◆ What to produce
Please copy out every line below word for word, leaving out the pictures.

|---|

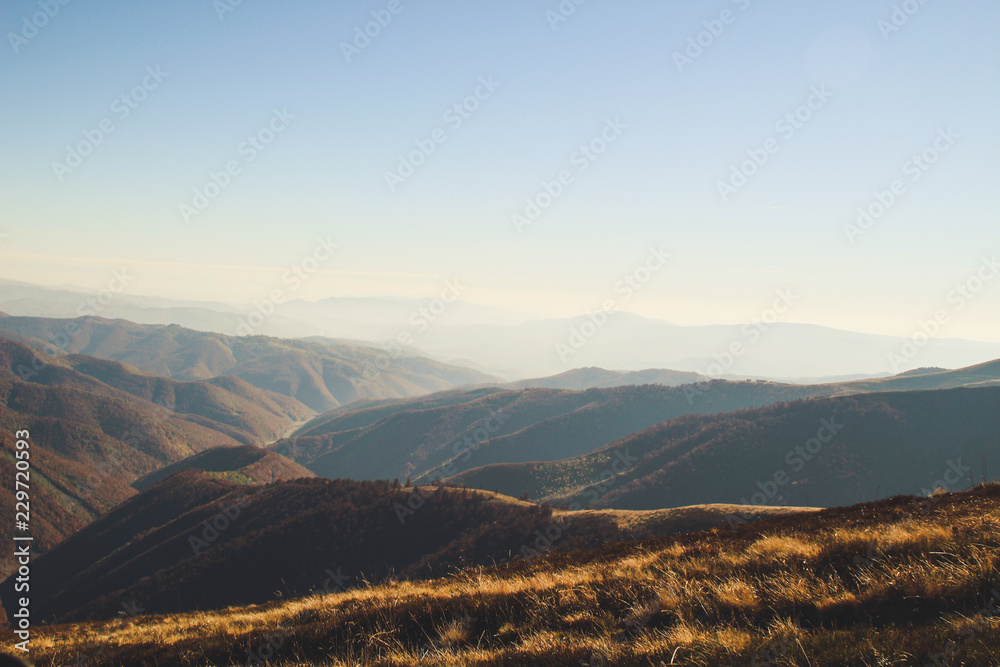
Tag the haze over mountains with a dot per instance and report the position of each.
(153, 430)
(318, 375)
(514, 346)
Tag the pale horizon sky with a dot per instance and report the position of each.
(879, 98)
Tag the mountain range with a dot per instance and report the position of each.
(515, 346)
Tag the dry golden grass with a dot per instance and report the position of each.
(863, 587)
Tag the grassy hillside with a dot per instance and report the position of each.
(197, 541)
(906, 581)
(319, 375)
(818, 452)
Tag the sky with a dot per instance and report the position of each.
(741, 138)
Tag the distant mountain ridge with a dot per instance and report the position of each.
(448, 433)
(320, 376)
(514, 346)
(820, 452)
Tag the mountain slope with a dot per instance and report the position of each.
(591, 378)
(194, 541)
(819, 452)
(89, 440)
(319, 375)
(246, 464)
(876, 584)
(441, 435)
(444, 434)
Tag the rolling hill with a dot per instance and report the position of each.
(820, 452)
(884, 583)
(321, 376)
(444, 434)
(196, 541)
(245, 464)
(448, 433)
(592, 377)
(90, 439)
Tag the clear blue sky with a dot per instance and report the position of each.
(656, 184)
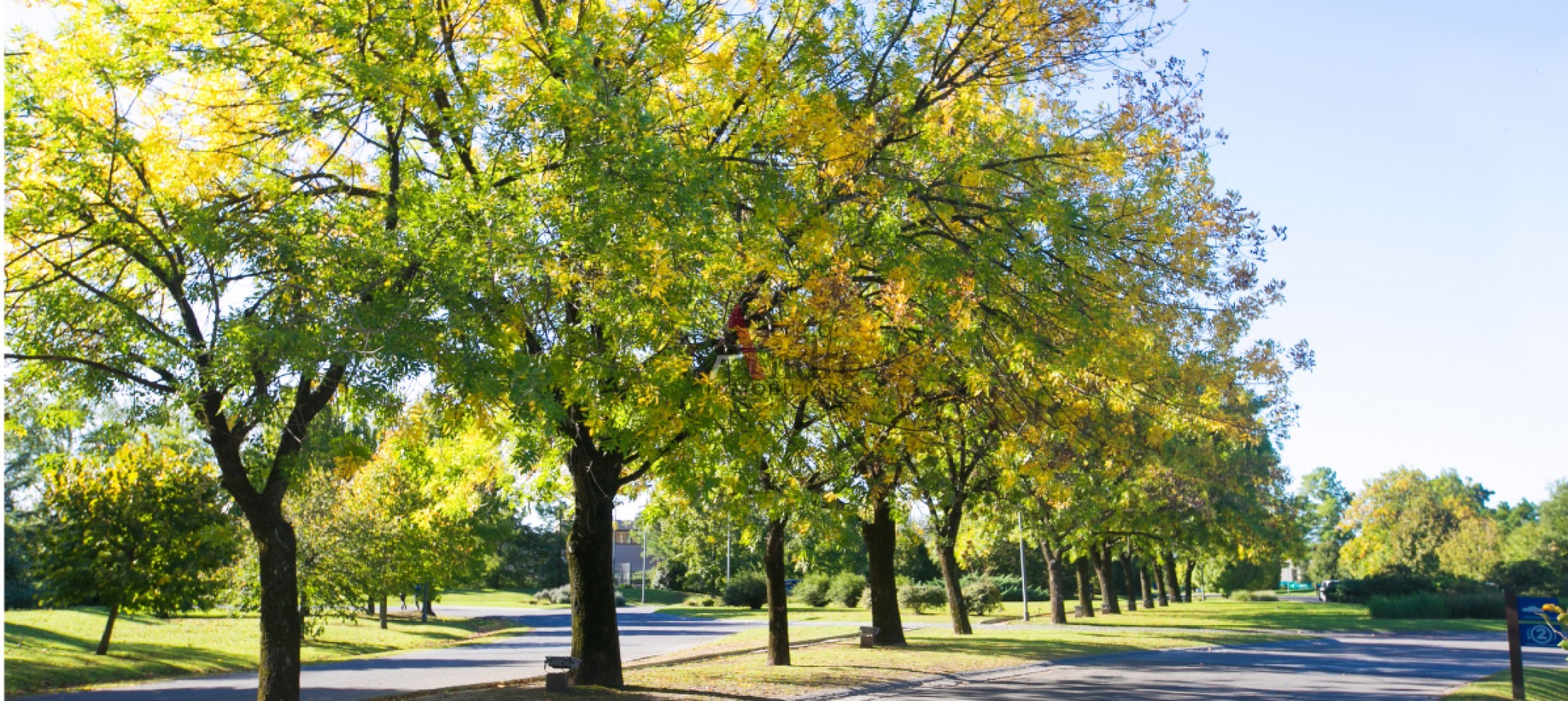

|---|

◆ Answer to the task
Tag the haze over mountains with a dot per instance and report the position of each.
(153, 430)
(318, 375)
(514, 346)
Tag the pale horizon sky with a dot per instance and report the position of each.
(879, 98)
Tag the mountain range with a dot per instance and report the position of each.
(515, 346)
Tag the dry golden grass with a dot per instance and report the position of each.
(863, 587)
Tag the grassy hillside with a dot per instance and report the position of each.
(197, 541)
(906, 581)
(319, 375)
(818, 452)
Tag the sky with a dot per instance and report the position of each.
(741, 138)
Tag the distant mountain ridge with a dot per instance and report the position of each.
(448, 433)
(320, 376)
(514, 346)
(820, 452)
Tag the mountain slope with a dot per instance and report the position of each.
(591, 378)
(194, 541)
(819, 452)
(89, 440)
(319, 375)
(246, 464)
(876, 584)
(441, 435)
(444, 434)
Tag the rolling hill with a dot per instance and report the position of each.
(820, 452)
(884, 583)
(321, 376)
(444, 434)
(196, 541)
(245, 464)
(448, 433)
(592, 377)
(90, 439)
Tag the clear blue sky with a dot per instance and report the position of each.
(656, 184)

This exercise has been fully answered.